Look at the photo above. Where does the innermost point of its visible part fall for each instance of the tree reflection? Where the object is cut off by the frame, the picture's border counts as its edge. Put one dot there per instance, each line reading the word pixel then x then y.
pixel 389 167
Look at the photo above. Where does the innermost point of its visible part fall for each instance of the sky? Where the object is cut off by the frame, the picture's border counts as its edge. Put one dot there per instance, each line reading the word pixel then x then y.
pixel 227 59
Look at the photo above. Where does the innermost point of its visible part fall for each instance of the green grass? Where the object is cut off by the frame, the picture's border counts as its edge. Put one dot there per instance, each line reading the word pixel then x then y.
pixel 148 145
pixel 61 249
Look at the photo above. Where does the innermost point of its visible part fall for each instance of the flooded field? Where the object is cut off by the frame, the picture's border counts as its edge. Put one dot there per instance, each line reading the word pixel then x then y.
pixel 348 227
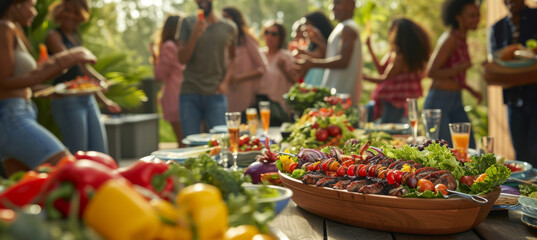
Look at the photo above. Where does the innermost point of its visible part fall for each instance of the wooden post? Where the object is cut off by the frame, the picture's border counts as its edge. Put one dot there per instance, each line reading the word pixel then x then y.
pixel 497 111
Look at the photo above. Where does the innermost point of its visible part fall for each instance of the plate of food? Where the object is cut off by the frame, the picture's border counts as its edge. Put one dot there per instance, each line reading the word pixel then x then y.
pixel 506 56
pixel 518 168
pixel 391 128
pixel 79 86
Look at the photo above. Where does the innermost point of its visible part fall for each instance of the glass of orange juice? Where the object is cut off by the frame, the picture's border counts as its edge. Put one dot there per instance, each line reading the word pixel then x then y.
pixel 233 122
pixel 460 136
pixel 264 111
pixel 251 119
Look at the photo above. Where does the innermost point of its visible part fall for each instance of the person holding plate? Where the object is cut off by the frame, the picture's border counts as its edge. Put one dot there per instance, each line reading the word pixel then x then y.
pixel 24 144
pixel 519 27
pixel 76 116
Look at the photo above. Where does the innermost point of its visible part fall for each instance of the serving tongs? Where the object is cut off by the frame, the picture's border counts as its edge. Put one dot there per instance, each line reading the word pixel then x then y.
pixel 477 199
pixel 525 54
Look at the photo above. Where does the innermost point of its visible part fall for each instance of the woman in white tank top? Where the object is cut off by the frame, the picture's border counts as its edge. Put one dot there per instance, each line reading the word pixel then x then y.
pixel 24 144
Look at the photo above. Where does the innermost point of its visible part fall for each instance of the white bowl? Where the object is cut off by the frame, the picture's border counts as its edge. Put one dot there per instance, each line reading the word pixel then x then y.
pixel 281 201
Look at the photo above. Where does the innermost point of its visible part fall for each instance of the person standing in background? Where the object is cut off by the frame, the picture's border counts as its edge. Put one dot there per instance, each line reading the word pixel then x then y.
pixel 448 64
pixel 78 117
pixel 24 144
pixel 519 26
pixel 250 65
pixel 318 28
pixel 343 59
pixel 205 42
pixel 168 70
pixel 280 75
pixel 401 70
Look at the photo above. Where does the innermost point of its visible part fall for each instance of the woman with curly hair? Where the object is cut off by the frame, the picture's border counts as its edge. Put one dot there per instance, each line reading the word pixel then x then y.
pixel 448 64
pixel 401 70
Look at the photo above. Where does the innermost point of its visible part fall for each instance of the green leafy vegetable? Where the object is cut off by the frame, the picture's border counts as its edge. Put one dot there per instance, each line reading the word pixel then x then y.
pixel 496 175
pixel 298 173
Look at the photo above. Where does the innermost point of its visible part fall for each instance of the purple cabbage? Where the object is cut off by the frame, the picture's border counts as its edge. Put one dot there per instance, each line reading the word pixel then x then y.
pixel 309 155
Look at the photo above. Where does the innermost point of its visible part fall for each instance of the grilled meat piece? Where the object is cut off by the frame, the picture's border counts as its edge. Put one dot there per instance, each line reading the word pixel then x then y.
pixel 354 186
pixel 423 172
pixel 312 178
pixel 399 192
pixel 326 182
pixel 447 179
pixel 375 188
pixel 394 164
pixel 435 175
pixel 343 184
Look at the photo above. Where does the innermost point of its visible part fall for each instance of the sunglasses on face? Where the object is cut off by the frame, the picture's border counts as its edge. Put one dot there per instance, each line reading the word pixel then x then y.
pixel 274 34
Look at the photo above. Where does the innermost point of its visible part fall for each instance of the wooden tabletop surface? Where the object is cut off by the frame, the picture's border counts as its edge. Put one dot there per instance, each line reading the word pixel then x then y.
pixel 295 223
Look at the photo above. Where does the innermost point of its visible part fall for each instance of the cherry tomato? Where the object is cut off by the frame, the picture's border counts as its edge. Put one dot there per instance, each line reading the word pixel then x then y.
pixel 362 172
pixel 424 184
pixel 341 171
pixel 292 167
pixel 321 135
pixel 243 140
pixel 255 140
pixel 390 177
pixel 351 171
pixel 348 163
pixel 334 130
pixel 325 165
pixel 334 166
pixel 313 167
pixel 382 173
pixel 372 171
pixel 468 180
pixel 441 188
pixel 398 176
pixel 481 177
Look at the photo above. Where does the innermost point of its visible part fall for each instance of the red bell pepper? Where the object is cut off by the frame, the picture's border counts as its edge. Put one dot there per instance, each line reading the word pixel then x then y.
pixel 23 192
pixel 150 174
pixel 99 157
pixel 82 177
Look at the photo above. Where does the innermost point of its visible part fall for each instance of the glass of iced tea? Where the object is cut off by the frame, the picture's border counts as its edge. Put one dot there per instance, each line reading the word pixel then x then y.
pixel 251 119
pixel 412 104
pixel 460 136
pixel 264 111
pixel 233 121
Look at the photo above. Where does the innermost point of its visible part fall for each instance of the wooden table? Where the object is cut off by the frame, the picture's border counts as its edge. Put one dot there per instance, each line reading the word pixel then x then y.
pixel 294 223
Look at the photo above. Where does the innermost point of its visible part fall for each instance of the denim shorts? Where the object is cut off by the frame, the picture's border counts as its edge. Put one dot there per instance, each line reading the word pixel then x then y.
pixel 21 137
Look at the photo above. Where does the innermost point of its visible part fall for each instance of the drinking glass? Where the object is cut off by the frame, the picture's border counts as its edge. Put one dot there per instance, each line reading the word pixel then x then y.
pixel 251 117
pixel 233 121
pixel 264 111
pixel 412 104
pixel 223 142
pixel 460 136
pixel 431 120
pixel 487 144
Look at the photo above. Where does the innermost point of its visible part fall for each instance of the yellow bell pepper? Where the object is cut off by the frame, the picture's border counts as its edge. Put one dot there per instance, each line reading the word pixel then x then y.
pixel 204 204
pixel 174 223
pixel 242 232
pixel 117 211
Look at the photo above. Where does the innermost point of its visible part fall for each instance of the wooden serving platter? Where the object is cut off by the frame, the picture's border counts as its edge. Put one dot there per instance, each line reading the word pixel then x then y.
pixel 390 213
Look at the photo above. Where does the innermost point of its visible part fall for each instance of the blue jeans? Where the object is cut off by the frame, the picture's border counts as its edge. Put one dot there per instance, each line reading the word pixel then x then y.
pixel 21 137
pixel 193 108
pixel 450 102
pixel 523 127
pixel 79 123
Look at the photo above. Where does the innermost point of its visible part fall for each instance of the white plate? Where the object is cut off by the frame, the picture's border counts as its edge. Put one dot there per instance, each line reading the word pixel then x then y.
pixel 199 139
pixel 219 129
pixel 526 168
pixel 178 154
pixel 62 89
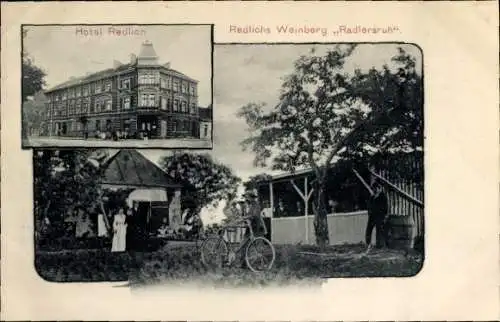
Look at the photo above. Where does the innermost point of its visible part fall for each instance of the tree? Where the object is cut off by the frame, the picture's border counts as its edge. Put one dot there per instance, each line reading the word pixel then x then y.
pixel 63 179
pixel 210 181
pixel 33 81
pixel 253 182
pixel 325 115
pixel 33 112
pixel 33 76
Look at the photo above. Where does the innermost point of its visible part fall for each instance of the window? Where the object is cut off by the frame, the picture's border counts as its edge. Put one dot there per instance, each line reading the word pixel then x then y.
pixel 98 87
pixel 85 106
pixel 163 103
pixel 143 100
pixel 151 100
pixel 98 106
pixel 126 103
pixel 148 79
pixel 125 83
pixel 71 107
pixel 78 106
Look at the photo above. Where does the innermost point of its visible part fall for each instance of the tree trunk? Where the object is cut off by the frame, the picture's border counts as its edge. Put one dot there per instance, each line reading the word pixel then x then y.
pixel 320 218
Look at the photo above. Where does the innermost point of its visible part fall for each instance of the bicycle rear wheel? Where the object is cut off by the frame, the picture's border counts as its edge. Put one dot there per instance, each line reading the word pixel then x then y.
pixel 260 255
pixel 214 251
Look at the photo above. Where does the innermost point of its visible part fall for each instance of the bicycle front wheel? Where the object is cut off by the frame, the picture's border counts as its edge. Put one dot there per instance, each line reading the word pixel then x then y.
pixel 260 255
pixel 214 252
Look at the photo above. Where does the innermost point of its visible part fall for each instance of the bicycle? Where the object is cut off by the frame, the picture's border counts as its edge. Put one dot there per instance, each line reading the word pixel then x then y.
pixel 215 250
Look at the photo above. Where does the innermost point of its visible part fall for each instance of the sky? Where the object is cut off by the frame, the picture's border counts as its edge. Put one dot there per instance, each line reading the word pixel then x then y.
pixel 253 73
pixel 63 53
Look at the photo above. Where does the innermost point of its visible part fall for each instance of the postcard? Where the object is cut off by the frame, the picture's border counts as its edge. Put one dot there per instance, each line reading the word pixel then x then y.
pixel 250 161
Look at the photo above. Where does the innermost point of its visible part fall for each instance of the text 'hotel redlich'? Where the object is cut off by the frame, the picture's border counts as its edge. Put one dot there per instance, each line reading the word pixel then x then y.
pixel 140 98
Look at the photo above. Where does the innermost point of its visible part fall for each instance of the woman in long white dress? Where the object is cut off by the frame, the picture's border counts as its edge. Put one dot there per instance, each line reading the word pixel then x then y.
pixel 119 232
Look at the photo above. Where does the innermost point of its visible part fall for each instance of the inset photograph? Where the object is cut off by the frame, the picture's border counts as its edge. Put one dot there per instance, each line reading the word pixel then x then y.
pixel 117 86
pixel 317 172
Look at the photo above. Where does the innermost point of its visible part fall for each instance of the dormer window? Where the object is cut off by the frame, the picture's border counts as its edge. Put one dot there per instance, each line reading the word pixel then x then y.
pixel 125 83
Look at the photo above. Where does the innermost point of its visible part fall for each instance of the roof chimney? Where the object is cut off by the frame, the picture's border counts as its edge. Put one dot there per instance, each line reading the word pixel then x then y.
pixel 116 64
pixel 147 54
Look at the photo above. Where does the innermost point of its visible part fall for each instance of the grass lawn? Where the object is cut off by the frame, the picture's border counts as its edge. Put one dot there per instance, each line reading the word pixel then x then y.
pixel 178 263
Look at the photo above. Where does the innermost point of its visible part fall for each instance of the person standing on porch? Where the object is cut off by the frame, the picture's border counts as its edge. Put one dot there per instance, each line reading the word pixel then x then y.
pixel 378 208
pixel 119 231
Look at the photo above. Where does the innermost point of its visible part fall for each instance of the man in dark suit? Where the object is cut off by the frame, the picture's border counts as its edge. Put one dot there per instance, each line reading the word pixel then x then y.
pixel 378 207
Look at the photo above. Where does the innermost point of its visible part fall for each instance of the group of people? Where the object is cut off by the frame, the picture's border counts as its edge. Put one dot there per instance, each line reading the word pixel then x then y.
pixel 127 229
pixel 378 208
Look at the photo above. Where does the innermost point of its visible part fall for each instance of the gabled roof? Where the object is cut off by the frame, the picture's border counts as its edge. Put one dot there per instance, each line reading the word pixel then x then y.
pixel 205 113
pixel 147 50
pixel 131 168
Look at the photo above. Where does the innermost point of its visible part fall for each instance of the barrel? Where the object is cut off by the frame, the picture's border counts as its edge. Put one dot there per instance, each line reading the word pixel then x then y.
pixel 401 232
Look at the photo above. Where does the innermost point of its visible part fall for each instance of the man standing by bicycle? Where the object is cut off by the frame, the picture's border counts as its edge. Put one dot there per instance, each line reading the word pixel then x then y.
pixel 255 216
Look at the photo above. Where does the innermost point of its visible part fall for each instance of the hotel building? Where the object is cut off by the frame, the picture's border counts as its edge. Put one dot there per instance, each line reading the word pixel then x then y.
pixel 139 98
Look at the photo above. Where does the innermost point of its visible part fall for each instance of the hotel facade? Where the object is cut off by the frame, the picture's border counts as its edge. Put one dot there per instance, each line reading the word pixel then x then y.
pixel 141 98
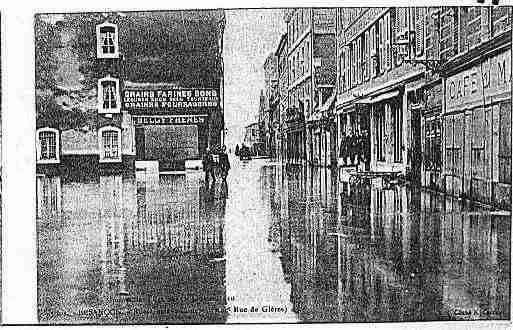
════════════════════
Beginning at the line that contains "the hotel facade?", give the remaining lines of the records again exactly, through the last one. Leave out pictures.

■ **Exercise answer**:
Look at the photo above. Where does the innermost point of its visible part fall for each instance of the hotel facade? Where the object is cut off by the frame, the picture's border counts as its edge. Put one dot there per instance, each line reading the word pixel then x then y.
pixel 141 98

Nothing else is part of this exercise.